■ **Set task 1**
Answer these questions about the interview excerpt:
(a) Which physical conferences does S name as examples?
(b) In which city does S picture shows and panels taking place?
(c) After A's reply, what does S say about doing the project alone?
■ **Set task 2**
Can you continue the interview excerpt about a global online music community past its final line?

* BEGIN Source text *

S: I can’t – (laughs)… maybe I can. Ok, this is super exclusive then. I actually haven’t told anyone apart from like a couple people close to me about what I think this might turn into but…I love the idea of physical conferences like South By, and Mix down here in Australia – like bring people from around the world to one place. I really want to celebrate what’s going on in a community. That’s why I want to start this online, and create a community online globally, and always have that as a central hub. And I really, really love the idea of – honestly if there was two of me, or three of me, there would be shows happening at the same time here in Melbourne. There would be panels happening with the Melbourne speakers, and there’s a bunch of amazing speakers from Melbourne and Australia on here and they would be speaking. I would love to do a TED style event alongside this, and have some independently organized events, so each year while there’s something happening in Melbourne, celebrating Melbourne artists and Melbourne industry people in Melbourne, there’s the online thing there – doing it’s thing, and there’s folks in New York, and maybe folks in Greece. I don’t know – wherever – celebrating their own music communities together. I think it’s a very separated world at the moment but we don’t have to be. We can be very, very community focused, and still have that global kind of thing. So, we’ll see. Now I’ve just let the cat out of the bag, so if anybody steals that idea I will find you (laughs).

A: Well, I think you’re ahead of them already. So you already started, so they’ll be a couple laps behind you (laughs).

 S: Or we can work together on it. If someone wants to do it, great I’m in. I can’t do it by myself (laughs).

* END Source text *
* BEGIN Data excerpts *

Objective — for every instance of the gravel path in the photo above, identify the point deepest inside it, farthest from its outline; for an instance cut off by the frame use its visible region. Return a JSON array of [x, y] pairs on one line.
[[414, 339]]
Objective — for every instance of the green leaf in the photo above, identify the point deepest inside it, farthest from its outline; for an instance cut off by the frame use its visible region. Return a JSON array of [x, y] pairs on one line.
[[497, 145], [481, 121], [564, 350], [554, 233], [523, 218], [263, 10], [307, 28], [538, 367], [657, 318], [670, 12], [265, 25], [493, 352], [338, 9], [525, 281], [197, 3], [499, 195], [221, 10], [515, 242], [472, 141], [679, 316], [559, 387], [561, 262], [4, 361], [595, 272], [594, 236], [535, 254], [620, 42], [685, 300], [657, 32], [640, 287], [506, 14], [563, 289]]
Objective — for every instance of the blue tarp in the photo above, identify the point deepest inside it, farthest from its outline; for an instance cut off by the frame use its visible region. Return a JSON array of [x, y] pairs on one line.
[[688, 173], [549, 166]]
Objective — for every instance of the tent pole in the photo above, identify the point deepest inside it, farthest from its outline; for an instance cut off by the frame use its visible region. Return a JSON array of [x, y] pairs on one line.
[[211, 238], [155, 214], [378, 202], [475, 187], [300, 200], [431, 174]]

* END Data excerpts *

■ **Expected answer 1**
(a) South By, and Mix in Australia.
(b) Melbourne.
(c) S says they can't do it by themselves and would welcome someone working with them on it.

■ **Expected answer 2**
 A:   So this is the last question. And we always ask this one. It’s kind of a little bit off-topic, but it’s along the topic of the blog. So, a lot of times we do like little cooking shows with artists, and we combine music and breakfast. So, to keep it consistent, we usually want to know what do you eat for breakfast, and what are you listening to while you’re eating breakfast?

S: So good. And we’ve got some similarities here as well, ‘cause on the summit I’m asking one question at the end with each guest, and I think that’s an awesome way to dive back, and that’s so good. So for me, I’m going to bring out some Ozzy here, but with a twist. Have you had Vegemite?

A: I have not. I’ve read lots about it. I’m curious about it.

 S: Yeah, so you feed it to a non-Australian and they usually freak out. There is a good way, like there is an easy way in. So, for me, one of my favorite things; vegemite on toast for me is, yeah I’m classic. But, there’s a really nice twist that I’ve been enjoying for the last few months. You put some avocado on, a little bit of feta cheese, after like a nice piece of sourdough, a lot of butter, vegemite, some avocado, little bit of feta, and then some cracked pepper over the top and you’ve got a good time. You’re set for the day. And I know to anybody watching who has had vegemite, it is far less scary with these other things in there. It is actually quite phenomenal. They’re like…the vegemite, it’s quite salty, so it offsets the avocado. It’s pretty good.

A: We might have to bring you back and do like a little online cooking show of that. That’s quite unique.

S: We could do that. Totally. (laughs) I’m in – I should have had it ready!

A: Yeah we’ll have to get back together with you after the conference.

S: Yeah let’s do it! Let’s do vegemite- how about – you’ll have to get some vegemite and sample it at the same time. We’ll make it together at the same time, and see if you don’t hate it (laughs).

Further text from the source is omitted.